▶ _Исходный текст_:

Приписывать Шолохову плагиаторскую работу - значит, заниматься созданием мифологии плагиатора, который был во всех отношениях литературно-невменяемой личностью. Оттого его жена Мария и раздувала легенду о том, что у нее с мужем почерки "одинаково красивые", оттого и сфальсифицированный "его архив" написан разными почерками и разными людьми. Истина абсолютная: Шолохова не было ни писателя, ни деятельного плагиатора: его именем, как клеймом, обозначали плагиат других людей. Шолохова писателем можно было называть только один раз в год в качестве первоапрельской шутки. Он и был кровавой шуткой Сталина, преступным продуктом преступного строя, чумовым испражнением революционного Октября и журнала "Октябрь", который сегодня бесстыдно именует себя демократическим изданием!

▶ _Исходные данные_:
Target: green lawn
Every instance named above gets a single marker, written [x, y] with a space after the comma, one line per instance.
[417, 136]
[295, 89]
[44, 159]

▶ _Задание_: Продолжите текст о Шолохове и его авторстве, начав сразу после последнего предложения. Пункты здесь никакой роли не играют.

▶ _Ответ_:
Александр Логинов

Проблемой Шолохов и "Тихий Дон" я никогда специально не занимался. Да и "Тихий Дон" по-настоящему, не по-школьному прочитал совершенно случайно. Увидел как-то в руках своей немецкой подруги огромный бумажный кирпич. "Что это?" - "О! Это !Тихий Дон! Шолохов! Гений!" Вот это "Шолохов - гений" мне резануло слух. Обычный и литературный. Я хорошо помнил кинохронику в стиле "Новости дня", видел кусочки выступлений Шолохова, какие-то документальные фильмы и потом, подсознательно и инстинктивно, никогда не запрягал "Тихий Дон" и "Шолохова" в одну телегу. Поскольку четко видел в этом литературно-логическое несообразие-безобразие. Шолохов у меня прочно ассоциировался с вечно достраиваемым "Они сражались за Родину" и отчасти с донскими рассказами. "Поднятая целина" пугала меня талантливым, но навязчиво-пламенным социалистическим дидактизмом. Итак, немка заставила открыть меня первый том "Тихого Дона".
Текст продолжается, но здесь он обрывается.